YOUR GOAL:
Give the records from the line containing "Data labeling — target category: handwriting" through the line containing "[403,308,768,517]", inclusive, again, changing "paper sign" to "paper label" and leaving everything else as it is.

DATASET RECORDS:

--- START ---

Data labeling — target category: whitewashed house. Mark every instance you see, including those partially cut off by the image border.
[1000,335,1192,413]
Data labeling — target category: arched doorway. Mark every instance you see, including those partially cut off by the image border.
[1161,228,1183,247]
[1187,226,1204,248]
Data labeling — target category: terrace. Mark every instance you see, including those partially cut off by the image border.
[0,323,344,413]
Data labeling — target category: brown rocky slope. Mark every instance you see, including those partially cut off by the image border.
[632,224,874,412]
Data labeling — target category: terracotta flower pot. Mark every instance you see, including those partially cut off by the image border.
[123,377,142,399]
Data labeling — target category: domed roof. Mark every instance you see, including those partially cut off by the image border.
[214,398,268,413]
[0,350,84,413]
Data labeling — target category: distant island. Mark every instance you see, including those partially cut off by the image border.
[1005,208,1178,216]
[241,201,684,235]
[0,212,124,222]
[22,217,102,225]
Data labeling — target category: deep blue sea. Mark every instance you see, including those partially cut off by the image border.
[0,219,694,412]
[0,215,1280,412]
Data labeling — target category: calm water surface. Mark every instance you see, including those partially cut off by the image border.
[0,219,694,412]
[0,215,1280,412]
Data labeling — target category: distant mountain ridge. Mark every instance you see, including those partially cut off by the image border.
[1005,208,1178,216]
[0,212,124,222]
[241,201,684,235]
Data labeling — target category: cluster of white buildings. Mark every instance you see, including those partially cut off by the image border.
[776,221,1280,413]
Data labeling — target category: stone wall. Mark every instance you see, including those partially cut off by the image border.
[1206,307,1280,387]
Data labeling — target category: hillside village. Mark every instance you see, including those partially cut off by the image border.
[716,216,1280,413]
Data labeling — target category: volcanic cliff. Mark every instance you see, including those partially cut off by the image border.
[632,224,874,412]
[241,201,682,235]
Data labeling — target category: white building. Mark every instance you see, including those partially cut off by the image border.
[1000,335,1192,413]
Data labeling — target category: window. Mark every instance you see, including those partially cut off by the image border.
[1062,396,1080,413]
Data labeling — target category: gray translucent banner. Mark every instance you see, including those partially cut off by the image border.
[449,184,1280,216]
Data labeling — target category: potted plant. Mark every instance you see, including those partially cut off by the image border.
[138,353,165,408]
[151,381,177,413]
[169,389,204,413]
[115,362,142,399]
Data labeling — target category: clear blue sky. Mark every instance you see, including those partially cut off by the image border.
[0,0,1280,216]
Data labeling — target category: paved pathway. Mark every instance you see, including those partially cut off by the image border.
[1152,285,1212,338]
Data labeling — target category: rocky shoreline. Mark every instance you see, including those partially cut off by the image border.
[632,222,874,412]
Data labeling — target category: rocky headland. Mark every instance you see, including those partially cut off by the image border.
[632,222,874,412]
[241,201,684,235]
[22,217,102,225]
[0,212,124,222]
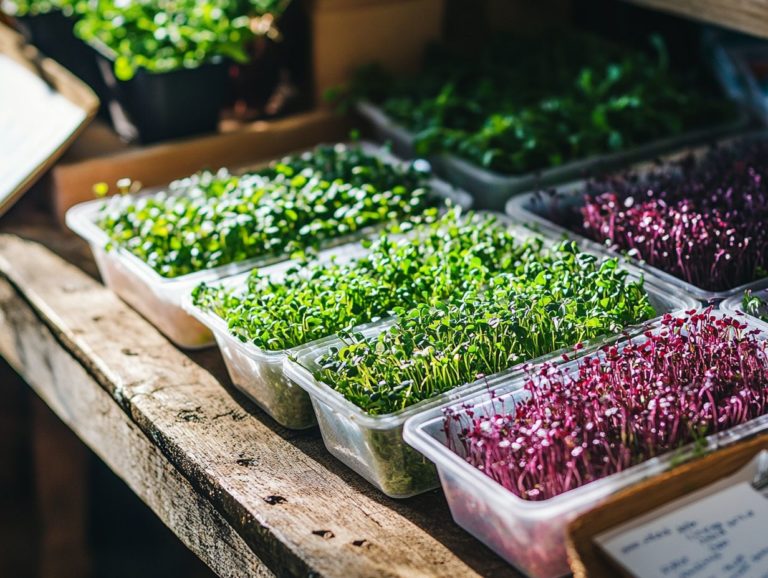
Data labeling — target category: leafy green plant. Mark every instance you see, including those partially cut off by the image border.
[75,0,287,80]
[741,291,768,323]
[194,209,542,351]
[98,145,434,278]
[349,34,731,175]
[315,242,654,415]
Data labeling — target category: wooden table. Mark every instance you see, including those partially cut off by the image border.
[0,199,520,577]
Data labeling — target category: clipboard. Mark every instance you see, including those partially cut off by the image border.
[0,22,99,217]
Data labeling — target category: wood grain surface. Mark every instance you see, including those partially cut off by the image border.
[629,0,768,38]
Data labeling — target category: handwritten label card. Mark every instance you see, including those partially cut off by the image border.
[596,482,768,578]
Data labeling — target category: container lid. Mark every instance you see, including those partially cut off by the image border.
[0,23,99,215]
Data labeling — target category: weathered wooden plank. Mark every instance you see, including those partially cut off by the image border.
[0,236,514,576]
[0,279,272,578]
[629,0,768,38]
[32,397,91,578]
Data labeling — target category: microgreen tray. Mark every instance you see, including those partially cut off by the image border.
[284,266,695,498]
[404,313,768,578]
[182,215,529,429]
[357,102,747,211]
[66,143,472,349]
[182,243,368,429]
[506,131,768,303]
[720,280,768,331]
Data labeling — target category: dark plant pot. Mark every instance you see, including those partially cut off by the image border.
[98,52,230,144]
[231,38,280,109]
[16,12,109,115]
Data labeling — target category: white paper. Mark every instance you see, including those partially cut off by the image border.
[596,482,768,578]
[0,54,86,204]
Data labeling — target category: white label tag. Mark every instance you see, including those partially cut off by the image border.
[595,482,768,578]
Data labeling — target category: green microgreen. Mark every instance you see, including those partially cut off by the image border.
[349,33,733,175]
[315,242,655,415]
[98,145,434,278]
[741,291,768,323]
[193,208,542,351]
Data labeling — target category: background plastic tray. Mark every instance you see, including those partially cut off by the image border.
[357,102,747,211]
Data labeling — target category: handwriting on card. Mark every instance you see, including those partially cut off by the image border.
[596,482,768,578]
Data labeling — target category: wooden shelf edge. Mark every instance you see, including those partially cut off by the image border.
[625,0,768,38]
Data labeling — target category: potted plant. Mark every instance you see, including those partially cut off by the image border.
[75,0,286,143]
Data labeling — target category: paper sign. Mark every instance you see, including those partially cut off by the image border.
[0,54,87,206]
[596,482,768,578]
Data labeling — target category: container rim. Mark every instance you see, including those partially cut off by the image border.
[356,99,749,187]
[720,285,768,332]
[284,236,699,430]
[182,209,548,360]
[65,140,472,286]
[505,129,768,302]
[403,308,768,517]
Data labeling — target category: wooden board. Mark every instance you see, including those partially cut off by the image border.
[629,0,768,38]
[0,206,519,577]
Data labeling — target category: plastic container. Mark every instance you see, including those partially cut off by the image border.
[66,143,472,349]
[404,310,768,578]
[720,281,768,331]
[94,44,231,144]
[357,102,747,211]
[285,260,696,498]
[506,132,768,303]
[182,215,526,429]
[183,238,368,429]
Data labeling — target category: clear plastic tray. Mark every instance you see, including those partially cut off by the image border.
[357,102,747,211]
[285,254,696,498]
[182,243,368,430]
[720,280,768,331]
[404,313,768,578]
[506,131,768,303]
[66,143,472,349]
[182,214,530,429]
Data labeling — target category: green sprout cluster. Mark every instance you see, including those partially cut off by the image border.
[741,291,768,323]
[194,209,542,351]
[349,33,732,175]
[315,242,655,415]
[97,145,434,278]
[75,0,292,80]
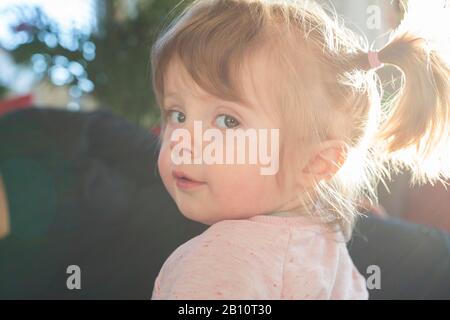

--- END ---

COMPLETED TASK:
Data labeling — target category: handwriting on card. Mark every instance you see, including those partially cut off by the image border.
[596,482,768,578]
Data labeling — target category: wooden shelf edge. Mark every instance you see, including those partially cut off by the image border.
[625,0,768,38]
Data labeling — target category: potted plant. Mark every instance you see, including those partially cut off by the image border.
[75,0,286,143]
Data labeling — target category: paper label. Mark every instance you see, including those partially cut off by the image border.
[0,54,87,206]
[596,482,768,578]
Data labeling — target category: container rim. Mark every instance you see, including those partially cut off by the image border.
[356,99,749,187]
[720,285,768,332]
[284,236,699,430]
[182,209,548,360]
[65,140,472,286]
[505,129,768,302]
[403,308,768,517]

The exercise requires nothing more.